▶ [EXERCISE INSTRUCTIONS]
Could the lines from the one with "of the white" through the end of the listing be restated exactly, with nothing else included?

Start of DATA

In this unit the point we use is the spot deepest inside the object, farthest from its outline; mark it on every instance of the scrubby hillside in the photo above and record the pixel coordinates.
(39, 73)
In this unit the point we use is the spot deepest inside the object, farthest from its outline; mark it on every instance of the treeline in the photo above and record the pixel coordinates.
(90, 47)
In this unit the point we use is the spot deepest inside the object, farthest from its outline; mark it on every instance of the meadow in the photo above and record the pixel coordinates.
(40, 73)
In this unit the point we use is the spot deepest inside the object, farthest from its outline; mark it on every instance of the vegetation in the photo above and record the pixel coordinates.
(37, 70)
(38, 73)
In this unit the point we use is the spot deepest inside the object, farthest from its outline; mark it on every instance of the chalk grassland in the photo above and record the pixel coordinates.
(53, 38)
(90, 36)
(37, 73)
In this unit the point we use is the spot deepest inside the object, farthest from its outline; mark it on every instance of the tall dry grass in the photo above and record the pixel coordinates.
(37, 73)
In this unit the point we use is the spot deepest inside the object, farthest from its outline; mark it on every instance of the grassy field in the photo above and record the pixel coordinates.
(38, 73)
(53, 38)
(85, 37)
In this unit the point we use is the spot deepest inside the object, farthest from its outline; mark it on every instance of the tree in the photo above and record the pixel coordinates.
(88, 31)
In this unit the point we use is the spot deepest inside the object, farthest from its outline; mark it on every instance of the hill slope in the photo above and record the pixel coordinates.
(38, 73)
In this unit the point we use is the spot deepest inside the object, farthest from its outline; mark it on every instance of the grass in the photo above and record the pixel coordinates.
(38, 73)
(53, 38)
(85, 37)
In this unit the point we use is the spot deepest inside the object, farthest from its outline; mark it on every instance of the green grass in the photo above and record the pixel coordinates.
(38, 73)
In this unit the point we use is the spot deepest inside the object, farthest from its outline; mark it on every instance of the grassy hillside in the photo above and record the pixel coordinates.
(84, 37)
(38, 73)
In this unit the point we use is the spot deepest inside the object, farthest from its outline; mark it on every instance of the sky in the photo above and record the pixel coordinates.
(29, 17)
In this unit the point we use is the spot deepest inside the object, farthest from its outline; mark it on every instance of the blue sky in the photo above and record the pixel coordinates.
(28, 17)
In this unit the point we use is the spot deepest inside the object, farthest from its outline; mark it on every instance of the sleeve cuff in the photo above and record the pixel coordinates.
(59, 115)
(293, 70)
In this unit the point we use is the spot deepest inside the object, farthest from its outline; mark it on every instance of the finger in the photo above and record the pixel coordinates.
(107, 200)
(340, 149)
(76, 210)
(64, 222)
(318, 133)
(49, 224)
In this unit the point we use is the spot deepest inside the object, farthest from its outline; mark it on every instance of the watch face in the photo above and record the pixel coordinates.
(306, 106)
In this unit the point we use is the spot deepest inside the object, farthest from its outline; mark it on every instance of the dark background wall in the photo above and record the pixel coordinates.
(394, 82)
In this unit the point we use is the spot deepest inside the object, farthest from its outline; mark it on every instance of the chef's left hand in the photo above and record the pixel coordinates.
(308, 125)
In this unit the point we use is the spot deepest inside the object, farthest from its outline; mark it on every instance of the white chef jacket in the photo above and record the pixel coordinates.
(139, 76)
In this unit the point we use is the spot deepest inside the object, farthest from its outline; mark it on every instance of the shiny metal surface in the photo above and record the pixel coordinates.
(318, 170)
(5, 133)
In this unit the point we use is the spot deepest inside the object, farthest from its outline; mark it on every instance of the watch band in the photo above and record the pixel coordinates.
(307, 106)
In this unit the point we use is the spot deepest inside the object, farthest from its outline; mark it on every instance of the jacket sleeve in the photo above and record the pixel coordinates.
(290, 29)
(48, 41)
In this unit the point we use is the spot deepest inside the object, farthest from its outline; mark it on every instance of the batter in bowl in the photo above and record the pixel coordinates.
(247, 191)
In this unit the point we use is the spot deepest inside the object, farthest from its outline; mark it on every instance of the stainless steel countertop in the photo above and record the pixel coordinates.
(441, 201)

End of DATA

▶ [SOLUTION TO THE PROBLEM]
In this unit the point we use is the spot deepest inside the object, farthest from its outline; mark it on every instance of the white chef jacket in the photo above and record the pixel coordinates.
(139, 76)
In this unit the point we use is the spot deepest inside the object, farthest from its outline; mark it on every instance of the shiny metal surface in the photo above and record the pixel coordinates.
(318, 170)
(5, 133)
In this unit the point we use is the spot deepest inside the object, farthest from its outline; mark it on every instance of the watch band in the photo above and record the pixel coordinates.
(307, 106)
In this unit the point we use is the spot deepest inside the object, farthest from its outline; mark it on every instance of the jacket sleeve in the photo above and record the pixel coordinates.
(290, 29)
(48, 41)
In this unit the point we use is the spot deepest inside the object, farthest from its outline; mark it on every instance of the batter in bowl in the photo above and record the pixel coordinates.
(247, 191)
In this unit the point we use is the spot deepest inside the object, farthest from its outline; mark it on every instance of the stainless steel countertop in the photo above and record the pixel coordinates.
(441, 201)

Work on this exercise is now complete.